_Requirement_. Find every line in the material below that contains the string "pebble", and copy each of those lines. Case counts.
....
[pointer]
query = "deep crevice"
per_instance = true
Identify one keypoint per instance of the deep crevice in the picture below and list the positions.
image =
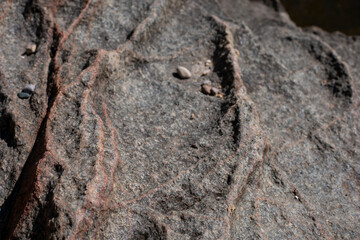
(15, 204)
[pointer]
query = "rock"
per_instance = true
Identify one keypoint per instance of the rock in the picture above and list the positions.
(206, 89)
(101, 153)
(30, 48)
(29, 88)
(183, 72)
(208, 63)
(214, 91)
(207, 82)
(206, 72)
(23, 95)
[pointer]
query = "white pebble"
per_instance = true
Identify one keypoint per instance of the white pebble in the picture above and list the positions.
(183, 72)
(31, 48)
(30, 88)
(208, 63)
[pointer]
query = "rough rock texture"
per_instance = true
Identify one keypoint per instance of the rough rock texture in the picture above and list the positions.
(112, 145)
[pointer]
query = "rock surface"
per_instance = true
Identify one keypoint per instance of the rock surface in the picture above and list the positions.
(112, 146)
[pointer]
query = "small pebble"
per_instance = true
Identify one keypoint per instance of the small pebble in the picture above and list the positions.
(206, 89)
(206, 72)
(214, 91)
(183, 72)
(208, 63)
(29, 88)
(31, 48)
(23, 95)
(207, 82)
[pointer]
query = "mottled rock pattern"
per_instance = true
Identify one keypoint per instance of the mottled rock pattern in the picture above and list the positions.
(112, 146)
....
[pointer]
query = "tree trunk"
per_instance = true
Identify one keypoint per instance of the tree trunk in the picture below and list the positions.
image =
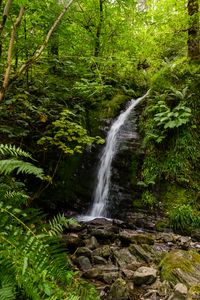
....
_Task response_.
query = "white pebble"
Identify one keypoint per instance of the white pebble in the picture above and list the positions.
query = "small pebble"
Identify one keypoint per instance of the small pebble in the picture above and list the positions.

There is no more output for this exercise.